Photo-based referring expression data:
- Opening Delimiter -

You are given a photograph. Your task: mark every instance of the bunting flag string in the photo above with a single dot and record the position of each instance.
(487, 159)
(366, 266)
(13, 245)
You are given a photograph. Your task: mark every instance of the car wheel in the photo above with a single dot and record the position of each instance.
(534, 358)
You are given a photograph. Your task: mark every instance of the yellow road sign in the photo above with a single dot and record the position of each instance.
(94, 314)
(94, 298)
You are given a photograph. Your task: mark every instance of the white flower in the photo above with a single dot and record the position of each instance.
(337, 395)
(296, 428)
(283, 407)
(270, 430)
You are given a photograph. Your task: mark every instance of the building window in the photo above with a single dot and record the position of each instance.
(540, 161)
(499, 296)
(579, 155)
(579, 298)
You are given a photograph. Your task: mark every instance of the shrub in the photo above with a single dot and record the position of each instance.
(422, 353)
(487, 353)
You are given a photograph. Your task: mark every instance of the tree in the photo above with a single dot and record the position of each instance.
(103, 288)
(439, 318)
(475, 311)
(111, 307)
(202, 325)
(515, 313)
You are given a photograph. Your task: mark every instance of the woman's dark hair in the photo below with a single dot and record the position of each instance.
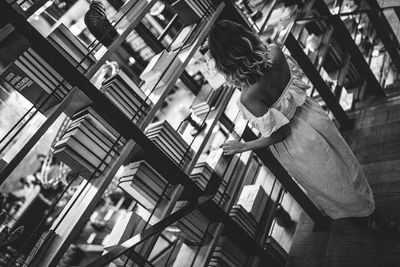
(238, 53)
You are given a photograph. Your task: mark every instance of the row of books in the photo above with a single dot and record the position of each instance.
(192, 11)
(201, 174)
(160, 69)
(71, 48)
(206, 102)
(36, 80)
(89, 144)
(244, 219)
(194, 225)
(143, 183)
(253, 199)
(127, 225)
(227, 253)
(127, 96)
(170, 142)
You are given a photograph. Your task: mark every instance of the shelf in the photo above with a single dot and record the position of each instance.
(185, 57)
(114, 46)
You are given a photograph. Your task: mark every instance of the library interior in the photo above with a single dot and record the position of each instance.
(112, 117)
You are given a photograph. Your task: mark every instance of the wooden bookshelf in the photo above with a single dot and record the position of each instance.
(221, 215)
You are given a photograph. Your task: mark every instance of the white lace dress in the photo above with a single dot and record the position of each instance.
(314, 152)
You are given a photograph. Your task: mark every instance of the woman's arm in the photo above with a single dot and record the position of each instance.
(235, 146)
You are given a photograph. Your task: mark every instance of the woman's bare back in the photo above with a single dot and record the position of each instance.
(259, 97)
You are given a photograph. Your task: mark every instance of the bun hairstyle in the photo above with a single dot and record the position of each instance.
(238, 53)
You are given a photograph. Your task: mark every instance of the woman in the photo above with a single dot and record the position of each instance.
(294, 126)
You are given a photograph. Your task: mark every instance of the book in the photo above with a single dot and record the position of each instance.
(254, 200)
(183, 35)
(143, 183)
(19, 78)
(186, 12)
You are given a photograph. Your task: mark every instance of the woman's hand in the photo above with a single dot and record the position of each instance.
(233, 147)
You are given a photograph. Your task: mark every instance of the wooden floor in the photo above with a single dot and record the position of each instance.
(376, 143)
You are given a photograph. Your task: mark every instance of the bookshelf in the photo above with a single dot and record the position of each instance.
(189, 202)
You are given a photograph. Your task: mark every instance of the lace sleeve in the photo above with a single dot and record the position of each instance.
(270, 122)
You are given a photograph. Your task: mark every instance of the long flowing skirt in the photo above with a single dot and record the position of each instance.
(319, 159)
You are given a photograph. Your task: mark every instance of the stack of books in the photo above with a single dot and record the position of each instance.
(211, 101)
(160, 69)
(244, 219)
(170, 142)
(226, 253)
(201, 174)
(35, 79)
(194, 225)
(127, 96)
(143, 183)
(71, 48)
(89, 144)
(192, 11)
(127, 225)
(254, 200)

- Closing Delimiter -

*What is required:* Here the job is to print all the entries above exactly, minus the images.

*Response to this exercise:*
You are given a photograph. Your task: mark every instance of the bunting flag string in the photo above with a single dot and record the position of each instance.
(487, 159)
(366, 266)
(13, 245)
You are given a photograph. Your task: mark every instance of the car wheel in the photo above with a single dot and record the position of each instance.
(534, 358)
You are given a photograph. Your task: mark every instance of the yellow road sign in the photo above with a single dot and record the position of each instance.
(94, 314)
(94, 298)
You are given a photograph. Your task: mark every instance of the white flower in the photo above with a single dot and record the position of each instance.
(337, 395)
(296, 428)
(283, 407)
(270, 430)
You are given a photograph. Your task: mark every instance of the building window in the photo above with a single dot and record the position of each instance.
(540, 161)
(499, 296)
(579, 155)
(579, 298)
You are given a photograph. Your task: mark every instance of the shrub in the photo above with a single dot and record the position of each instance.
(422, 353)
(487, 353)
You are given a photograph. Your task: mark every instance of the tree in the photo above with a single dot and record the position of each instance.
(103, 288)
(439, 318)
(475, 311)
(111, 307)
(202, 325)
(515, 313)
You are given a photograph. Your task: mark every instance of the woman's dark hair in the photo below with a single dot and record the position of each instance.
(238, 53)
You are given a photograph. Your task: mark every instance of the row of books in the photo above with a single dot and record the position of each instance.
(192, 11)
(201, 174)
(160, 69)
(71, 48)
(206, 102)
(36, 80)
(89, 144)
(244, 219)
(194, 225)
(143, 183)
(253, 199)
(127, 225)
(227, 253)
(127, 96)
(170, 142)
You are given a photograph. Your task: mark every instance of the shelf in the photo above with a single dot and record the position of each instance.
(185, 57)
(114, 46)
You are given a photograph. Your task: mark every instance of the library interior in the photo above with a single dot and record the position of each instance.
(112, 117)
You are given a photograph. Your task: mark every instance of the wooden bookshelf in the photo above with a single dot and record the position of each instance.
(221, 215)
You are given a photograph. Your task: mark every instance of the white lace dress in the photo above with a single dot and record the position of each instance.
(314, 152)
You are given a photograph. Your task: mark every instance of the woman's arm in the photo above with a single dot and record the position of each instance.
(235, 146)
You are given a photograph. Your task: mark every instance of the woman's bare back in the photo above with a single dot and record the position of each instance.
(259, 97)
You are given a photograph. Your task: mark every instance of the bun hairstyle in the photo above with a single dot and record the position of each instance.
(238, 53)
You are given a photograph. Your task: mark every instance of the woman in the photo above with a single dot and record the position of each instance.
(294, 126)
You are given a photograph. Your task: mark every instance of the book in the photo above with a single dot and record the position of each instance.
(254, 200)
(183, 35)
(143, 183)
(19, 78)
(186, 12)
You are given a photograph. Your task: mark every instance of the woman's hand in the photo above with a single dot and record the position of each instance.
(233, 147)
You are given a photograph. Your task: mark every instance of the wooden floor in the photo above with a single dot and record the position of each instance.
(376, 143)
You are given a photograph. Your task: mark every instance of the bookshelf in the photo above with a single dot and record the position of each instance.
(189, 202)
You are given a photograph. Your task: mark every instance of the lace sleeve in the photo above with a single dot and record the position of each instance.
(270, 122)
You are given a photograph. Your task: mark every instance of the long flowing skirt in the photo above with a single dot and record the position of each instance.
(319, 159)
You are given a photograph. Your task: mark every instance of the stack of books in the photo above with a single dot and record the position of each instance.
(211, 101)
(160, 69)
(244, 219)
(170, 142)
(226, 253)
(201, 174)
(35, 79)
(194, 225)
(127, 96)
(143, 183)
(71, 48)
(89, 144)
(192, 11)
(127, 225)
(254, 200)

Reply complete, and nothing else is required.